Output the data below exactly.

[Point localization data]
*-*-*

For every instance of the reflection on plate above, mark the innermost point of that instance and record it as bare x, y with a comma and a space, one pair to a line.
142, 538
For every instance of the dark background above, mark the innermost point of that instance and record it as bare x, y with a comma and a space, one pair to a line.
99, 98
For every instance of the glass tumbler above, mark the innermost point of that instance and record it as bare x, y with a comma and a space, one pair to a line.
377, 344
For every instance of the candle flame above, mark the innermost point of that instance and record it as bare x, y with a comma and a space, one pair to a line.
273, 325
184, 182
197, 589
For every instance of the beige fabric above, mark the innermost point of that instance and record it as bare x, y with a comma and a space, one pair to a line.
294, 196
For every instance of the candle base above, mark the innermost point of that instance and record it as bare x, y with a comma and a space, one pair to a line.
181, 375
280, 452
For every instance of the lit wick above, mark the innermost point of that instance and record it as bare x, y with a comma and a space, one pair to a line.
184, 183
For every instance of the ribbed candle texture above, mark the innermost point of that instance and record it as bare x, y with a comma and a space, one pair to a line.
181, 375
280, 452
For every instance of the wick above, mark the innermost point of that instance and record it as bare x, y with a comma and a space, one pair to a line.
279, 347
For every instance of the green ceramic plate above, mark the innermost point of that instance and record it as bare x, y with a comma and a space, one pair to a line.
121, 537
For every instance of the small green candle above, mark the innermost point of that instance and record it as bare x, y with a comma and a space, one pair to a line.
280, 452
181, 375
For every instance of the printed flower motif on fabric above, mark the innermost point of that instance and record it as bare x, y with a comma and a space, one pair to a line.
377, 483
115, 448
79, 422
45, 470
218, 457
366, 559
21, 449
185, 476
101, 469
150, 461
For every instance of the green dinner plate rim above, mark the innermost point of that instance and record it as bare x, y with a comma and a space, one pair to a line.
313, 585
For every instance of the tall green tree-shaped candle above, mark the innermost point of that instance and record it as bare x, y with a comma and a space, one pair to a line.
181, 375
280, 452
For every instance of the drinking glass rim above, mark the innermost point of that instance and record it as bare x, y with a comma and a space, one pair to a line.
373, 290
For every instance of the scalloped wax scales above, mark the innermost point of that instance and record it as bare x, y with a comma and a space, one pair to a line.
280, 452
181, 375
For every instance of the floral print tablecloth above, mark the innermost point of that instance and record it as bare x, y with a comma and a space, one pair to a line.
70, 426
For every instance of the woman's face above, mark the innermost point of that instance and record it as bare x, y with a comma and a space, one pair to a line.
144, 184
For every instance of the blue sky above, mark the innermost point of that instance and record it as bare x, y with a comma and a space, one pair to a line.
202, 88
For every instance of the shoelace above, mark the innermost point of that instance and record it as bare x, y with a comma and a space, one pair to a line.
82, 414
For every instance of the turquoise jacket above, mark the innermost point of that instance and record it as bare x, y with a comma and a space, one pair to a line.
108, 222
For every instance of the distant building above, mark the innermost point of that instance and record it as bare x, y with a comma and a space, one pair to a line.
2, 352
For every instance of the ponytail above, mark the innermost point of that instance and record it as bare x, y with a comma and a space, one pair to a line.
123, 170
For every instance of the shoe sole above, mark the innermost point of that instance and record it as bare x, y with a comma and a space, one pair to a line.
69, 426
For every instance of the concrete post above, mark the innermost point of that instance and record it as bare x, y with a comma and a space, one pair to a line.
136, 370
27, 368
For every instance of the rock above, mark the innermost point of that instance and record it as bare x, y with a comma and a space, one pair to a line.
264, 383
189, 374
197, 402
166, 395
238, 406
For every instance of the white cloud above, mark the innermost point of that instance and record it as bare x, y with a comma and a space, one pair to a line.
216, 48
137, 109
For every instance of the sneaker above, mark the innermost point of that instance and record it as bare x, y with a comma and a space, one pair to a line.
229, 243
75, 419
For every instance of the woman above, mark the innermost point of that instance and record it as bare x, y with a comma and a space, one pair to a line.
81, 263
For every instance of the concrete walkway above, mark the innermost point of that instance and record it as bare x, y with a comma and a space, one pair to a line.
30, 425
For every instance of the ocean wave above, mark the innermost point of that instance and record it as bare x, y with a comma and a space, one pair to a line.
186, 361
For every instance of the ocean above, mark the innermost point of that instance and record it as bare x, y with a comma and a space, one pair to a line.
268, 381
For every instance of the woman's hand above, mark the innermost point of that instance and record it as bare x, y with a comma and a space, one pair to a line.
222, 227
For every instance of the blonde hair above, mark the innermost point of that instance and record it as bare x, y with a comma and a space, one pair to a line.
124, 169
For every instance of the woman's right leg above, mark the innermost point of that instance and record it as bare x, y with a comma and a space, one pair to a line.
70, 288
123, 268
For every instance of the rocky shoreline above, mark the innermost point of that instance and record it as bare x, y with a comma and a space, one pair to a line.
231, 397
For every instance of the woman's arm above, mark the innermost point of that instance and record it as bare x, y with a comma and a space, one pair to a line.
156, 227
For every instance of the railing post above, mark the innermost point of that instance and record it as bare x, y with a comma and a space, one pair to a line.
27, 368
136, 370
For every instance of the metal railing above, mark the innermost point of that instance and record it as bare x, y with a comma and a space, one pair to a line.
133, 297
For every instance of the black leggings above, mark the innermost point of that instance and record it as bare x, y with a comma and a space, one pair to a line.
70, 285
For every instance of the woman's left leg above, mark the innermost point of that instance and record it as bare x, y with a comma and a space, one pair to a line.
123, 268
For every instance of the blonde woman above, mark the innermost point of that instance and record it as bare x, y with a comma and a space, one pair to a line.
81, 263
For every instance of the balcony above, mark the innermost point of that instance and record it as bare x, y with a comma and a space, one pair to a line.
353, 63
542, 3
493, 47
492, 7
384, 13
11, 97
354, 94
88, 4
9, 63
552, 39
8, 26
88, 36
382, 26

*-*-*

• [RESPONSE TO THIS TASK]:
For every instance of the reflection on plate above, mark the innermost point of that instance and record it as bare x, y with a comma and a space, one pair to a line.
142, 538
For every instance of the dark background above, mark the innermost point of that instance and record it as bare x, y with a comma and a space, one pair to a line.
99, 98
For every instance of the glass tumbler above, mark the innermost point of that instance and record it as bare x, y with a comma and a space, one pair to a line.
377, 344
For every instance of the candle flame above, mark the innermost point of that instance and record it as bare x, y with a comma and a space, one pair to a line.
273, 325
184, 182
197, 589
For every instance of the beige fabric above, mark the innermost point of that instance and record it as bare x, y with a comma and a space, one pair to a line.
294, 196
For every instance of the candle base above, mark the innermost point of that instance and record it as bare x, y with a comma and a space, one pair to a line.
181, 375
280, 452
For every instance of the lit wick above, mark the innermost point of that instance and record it as bare x, y with a comma and a space, one pair to a line.
184, 183
For every instance of the ribbed candle texture above, mark the innermost point of that instance and record it as bare x, y with a comma and a space, one pair to a line.
181, 375
280, 452
For every instance of the wick above, mark the innermost point of that instance and record it as bare x, y with a comma and a space, one pair to a line.
279, 347
For every instance of the green ceramic plate above, mark the innermost point of that instance and record it as bare x, y with a comma and a space, one pair to a line.
121, 537
For every instance of the small green candle above, mark the innermost point of that instance and record it as bare x, y with a comma and a space, one pair to a line.
280, 452
181, 375
For every instance of the printed flower motif on fabric above, mark the innermost point of that instance and record it as bare x, y with a comma and a space, one pair to a line.
377, 483
115, 448
79, 422
45, 470
218, 457
366, 559
21, 449
185, 476
101, 469
150, 461
For every instance of the green dinner plate rim above, mark the innermost point of that instance and record it as bare x, y with a comma and a space, one pair to a line.
313, 585
For every instance of the tall green tree-shaped candle above, mark the innermost point of that instance and record it as bare x, y with a comma and a space, one pair to a line.
181, 375
280, 452
For every instance of the drinking glass rim above, mark the innermost point of that instance and record it as bare x, y with a comma and a space, one pair to a line.
373, 290
For every instance of the scalloped wax scales above, mark the innermost point of that instance and record it as bare x, y with a comma and a space, one pair to a line.
280, 452
181, 375
For every instance of the floral print tablecloth above, mark the innermost point of that instance and record it as bare x, y with a comma and a space, one pair to a line.
70, 426
For every instance of the woman's face above, mark the innermost point of that instance and record it as bare x, y with a comma and a space, one pair to a line.
144, 184
For every instance of the blue sky above, mark the innermost point of that instance and record it as bare x, y with a comma and a space, one pair to a line.
202, 88
For every instance of the shoelace above, mark the innermost point of that instance and record it as bare x, y with a comma and a space, one pair to a line.
82, 414
For every instance of the turquoise jacket above, mark the innermost point of that instance and record it as bare x, y with a comma and a space, one pair to a line.
108, 222
For every instance of the distant building above, mark the innermost point of that instance and record it as bare x, y with a comma and a space, one pair to a line.
2, 352
For every instance of the ponytail above, mark the innermost point of that instance and record it as bare x, y with a comma and a space, one pair to a line.
123, 170
For every instance of the shoe sole above, mark the innermost point of that instance and record it as bare x, y with a comma and a space, one pair to a line.
69, 426
For every instance of the concrete post above, mark the innermost point of that instance and record it as bare x, y with a comma and a space, one pair to a line.
136, 370
27, 368
For every instance of the rock above, mark the innermost point of that instance and record it as bare x, y with a comma and a space, one pair to a line.
264, 383
189, 374
197, 402
166, 395
238, 406
For every instance of the white cloud above, mark the innermost point of that instance and record it as bare x, y with a comma and a space, one pair to a line.
216, 48
137, 109
For every instance of the sneaker above, mark the innermost point of that instance and record it as bare x, y with a comma and a space, one pair to a line.
229, 243
75, 419
For every instance of the woman above, mark the innermost point of that instance and record it as bare x, y with a comma and a space, one pair to a line.
81, 263
For every instance of the concrete walkway above, mark the innermost point of that instance and record it as bare x, y with a comma and a space, one pair to a line.
30, 425
For every instance of the ocean wave above, mark the innermost point of that instance and record it as bare x, y with a comma and a space, one pair to a line.
186, 361
For every instance of the ocean above, mark the innermost point of that instance and record it as bare x, y with a comma and a space, one pair to a line.
268, 381
For every instance of the woman's hand above, mark the innermost point of that instance and record it as bare x, y with a comma and a space, one pair to a line.
222, 227
For every instance of the blonde hair above, mark the innermost point of that instance and record it as bare x, y with a comma and a space, one pair to a line.
124, 169
For every instance of the woman's right leg above, mark the innermost point of that instance and record it as bare x, y with a comma and a space, one pair to a line.
70, 288
123, 268
For every instance of the rocky shoreline above, mark the innermost point of that instance and record it as bare x, y with a comma and a space, one pair to a line.
231, 397
For every instance of the woman's arm above, mark the innermost point of that instance and record it as bare x, y with a comma and a space, one pair to a line.
156, 227
For every instance of the railing post above, mark the innermost point of that instance and record it as bare x, y with a comma and a space, one pair to a line.
27, 368
136, 370
For every instance of the metal railing above, mark the innermost point of that instance and record it as bare x, y with a comma and a space, one pair to a line.
133, 297
For every instance of the black leggings above, mark the innermost point of that instance and record it as bare x, y with a comma and a space, one pair to a line.
70, 285
For every instance of the woman's left leg above, mark the innermost point of that instance and record it as bare x, y with a comma and a space, one pair to a line.
123, 268
For every instance of the blonde woman above, mark the innermost point of that instance and record it as bare x, y with a comma and a space, one pair to a line.
81, 263
For every instance of the balcony above, mark the innermost point of that instance and record it as bare x, y with a comma and a space, one pair to a line.
353, 63
542, 3
493, 47
492, 7
384, 13
11, 97
354, 94
88, 4
9, 63
552, 39
8, 26
88, 36
382, 26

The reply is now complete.